● **Предоставленный текст**:
Но вот на сцене появляется озабоченная кормилица и вслед за нею несут Федру. Томная, обессиленная и обезволенная царица нигде не найдет себе места. На небе должен гореть полдень. На это указывает и отдых товарищей Ипполита и то обстоятельство, что женщины успели вернуться с утренней стирки белья.

Кормилица Федры — не та банальная наперсница, от которой не были свободны ни Шекспир, ни Гете, но это и не бытовая, типическая фигура няньки-сводницы, которая низводила бы «Ипполита» до уровня комедии.

Старуха является перед нами символом целого мира мелких существований гинекея: этим и объясняется ее особенная сила, ее удивительное обаяние и та бесовская сеть соблазна, в которую так легко попадает Федра.

В самом деле, философски рассуждающая и тонко чувствующая женщина, перед которой бессонными ночами вставали проблемы Сократа, и мелкодушная, хитрая рабыня — разве естественно, чтобы первая стала не только жертвой, но игрушкой в руках второй? Нет, конечно, если мы не захотим закрыть глаз на истинное значение художественной фикции и будем искать в ней только отражения действительности; но посмотрите на сцену с точки зрения символической, и она оживет для вас в новой красоте и правде. Я должен оговориться. Конечно, если бы сцена Федры с рабыней вовсе не давала нам иллюзии жизни, реальности, она бы перестала быть не только театральной, но и вообще художественной, но дело в том, что реальная оболочка этой сцены в высшей степени тонка и прозрачна, и малейший шарж в сторону быта был бы оскорбителен для ее строгой красоты. Я с ужасом представляю себе «комическую старуху» в костюме кормилицы Федры. В фигуре угодливой рабыни должно быть не более реальности, чем леса в грубой зеленой кулисе. Если я правильно понимаю Еврипида, смысл его знаменитой сцены лежит в проблеме женской души. Как в «Алькесте» своеобразное раздвоение душевных состояний послужило подкладкой изящных сцен между Адметом и Феретом и Адметом и Гераклом, так в «Ипполите» Федра и кормилица изображают сознательную и бессознательную сторону женской души, ее божественную и ее растительную форму.

Со своеобразным изяществом Еврипид придал обеим философский колорит и тонкие очертания. Душевная борьба Гамлета вышла, конечно, именно из таких сцен «двоения», чтобы в наши дни перейти снова в форму драматических галлюцинаций на страницах психологического романа.

(Строки набора данных)

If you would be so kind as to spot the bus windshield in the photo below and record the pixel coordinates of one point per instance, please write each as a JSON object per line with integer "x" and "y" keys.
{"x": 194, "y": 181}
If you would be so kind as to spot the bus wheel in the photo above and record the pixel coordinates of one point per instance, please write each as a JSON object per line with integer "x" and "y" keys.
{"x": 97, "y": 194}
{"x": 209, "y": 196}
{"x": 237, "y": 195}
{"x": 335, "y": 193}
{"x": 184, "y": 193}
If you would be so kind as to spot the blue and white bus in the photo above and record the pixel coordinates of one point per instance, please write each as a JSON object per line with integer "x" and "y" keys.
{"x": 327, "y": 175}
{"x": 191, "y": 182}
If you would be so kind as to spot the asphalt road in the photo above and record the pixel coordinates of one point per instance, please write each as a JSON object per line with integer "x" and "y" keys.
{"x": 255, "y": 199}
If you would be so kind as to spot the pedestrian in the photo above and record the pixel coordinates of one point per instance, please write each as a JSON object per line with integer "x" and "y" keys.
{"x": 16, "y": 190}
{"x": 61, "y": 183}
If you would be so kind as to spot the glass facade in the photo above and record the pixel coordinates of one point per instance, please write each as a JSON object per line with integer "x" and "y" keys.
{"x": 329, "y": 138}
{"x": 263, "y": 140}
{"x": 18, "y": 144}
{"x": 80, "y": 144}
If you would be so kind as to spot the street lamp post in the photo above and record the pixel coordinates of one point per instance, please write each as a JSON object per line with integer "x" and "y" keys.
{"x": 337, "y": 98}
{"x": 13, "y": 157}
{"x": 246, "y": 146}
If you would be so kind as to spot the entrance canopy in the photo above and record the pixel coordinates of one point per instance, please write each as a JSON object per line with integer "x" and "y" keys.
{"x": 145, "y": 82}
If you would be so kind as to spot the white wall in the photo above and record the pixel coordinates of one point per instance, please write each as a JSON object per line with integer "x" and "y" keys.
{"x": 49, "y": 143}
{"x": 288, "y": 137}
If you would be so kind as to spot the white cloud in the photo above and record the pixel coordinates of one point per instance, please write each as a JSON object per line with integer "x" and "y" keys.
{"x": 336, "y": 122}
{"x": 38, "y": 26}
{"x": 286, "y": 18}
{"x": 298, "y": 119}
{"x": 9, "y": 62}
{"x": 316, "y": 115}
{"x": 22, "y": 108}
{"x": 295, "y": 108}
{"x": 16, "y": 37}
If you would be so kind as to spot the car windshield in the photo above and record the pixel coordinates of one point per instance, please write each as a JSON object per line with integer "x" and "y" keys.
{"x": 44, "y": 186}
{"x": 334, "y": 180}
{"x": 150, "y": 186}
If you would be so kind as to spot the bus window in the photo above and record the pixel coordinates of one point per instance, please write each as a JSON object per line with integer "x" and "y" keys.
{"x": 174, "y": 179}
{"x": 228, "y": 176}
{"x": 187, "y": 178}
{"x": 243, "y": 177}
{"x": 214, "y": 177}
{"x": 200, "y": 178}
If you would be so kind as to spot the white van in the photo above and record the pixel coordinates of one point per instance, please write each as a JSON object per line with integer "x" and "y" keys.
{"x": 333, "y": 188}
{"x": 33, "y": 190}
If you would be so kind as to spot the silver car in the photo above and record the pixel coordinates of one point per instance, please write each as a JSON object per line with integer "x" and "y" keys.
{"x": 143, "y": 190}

● **Что требуется**:
**A)** Продублируйте фрагмент текста об «Ипполите» Еврипида от слов «Но вот на сцене» до слов «легко попадает Федра.» включительно.
**B)** Какие стороны женской души, согласно тексту об «Ипполите» Еврипида, изображают Федра и кормилица?
**C)** Продолжите текст об «Ипполите» Еврипида с того места, на котором он заканчивается.

● **Ответы к заданию**:
**A)**
Но вот на сцене появляется озабоченная кормилица и вслед за нею несут Федру. Томная, обессиленная и обезволенная царица нигде не найдет себе места. На небе должен гореть полдень. На это указывает и отдых товарищей Ипполита и то обстоятельство, что женщины успели вернуться с утренней стирки белья.

Кормилица Федры — не та банальная наперсница, от которой не были свободны ни Шекспир, ни Гете, но это и не бытовая, типическая фигура няньки-сводницы, которая низводила бы «Ипполита» до уровня комедии.

Старуха является перед нами символом целого мира мелких существований гинекея: этим и объясняется ее особенная сила, ее удивительное обаяние и та бесовская сеть соблазна, в которую так легко попадает Федра.

**B)** Сознательную и бессознательную стороны женской души, ее божественную и ее растительную форму.

**C)**
Кормилица, которая по своим действиям является лишь хитрой и трусливой рабыней, говорит умно и даже тонко, где надо, разоблачая, где надо, маскируя: она читала поэтов, не чужда метафизики и искусно владеет иронией. Какой горькой насмешкой звучат, например, ее слова:

«Я искала лекарства от твоего недуга, но нашла не то, чего хотела: между тем, удайся мне дело, и я бы была теперь умною из умных» (ст. 698–700). В чувстве кормилицы к Федре мы различаем черты двух совершенно различных категорий. С одной стороны, в ней есть личный, реальный характер, с другой — чисто символический: с одной стороны, это самая близкая к Федре женщина, которая любит в царице свое молоко, свои бессонные ночи и свою молодость; с другой — это злейший враг Федры, ее антипод, ее отрицание, одна часть души, которая насмерть борется с другою. Если вы проследите сцену шаг за шагом, то убедитесь, что кормилица не только ищет угодить госпоже, но и взять над ней верх, что она старается усыпить ее бдительность и иногда ласкает в ней не столько больного ребенка, сколько жертву; когда старуха окончательно оставляет сцену, в ней говорит торжествующее сознание женского бессилия, наказанного за высокомерие и дерзость.

Если рядом с Мефистофелем, лишенным индивидуальности, Гете нарисовал Фауста уже в личных контурах, то нас не должно удивлять, что и Еврипид рядом с кормилицей, символом общим, вывел на сцену Федру — характер и индивидуальность. Только личные черты, конечно, не исчерпывают Федру. В Федре не раз слышится отзвук личной жизни самого поэта, его исканий и болезненного душевного разлада. Когда, например, царица (ст. 375–380) говорит, что она уже давно проводит бессонные ночи над вопросом о причине порчи человеческой жизни, и когда потом, точно полемизируя с Сократом, она утверждает, что знать доброе (ta crhsta) еще не значит его творить, то из-под розовой маски женщины на нас глядит задумчивый образ Еврипида, столь чуждого сердцем всему, в чем нет трепета идеальной мысли; но нам назойливо вспоминается и тот трагичнейший из поэтов мира, который с болью сознавал все бессилие философского ума над несчастьями и язвами жизни.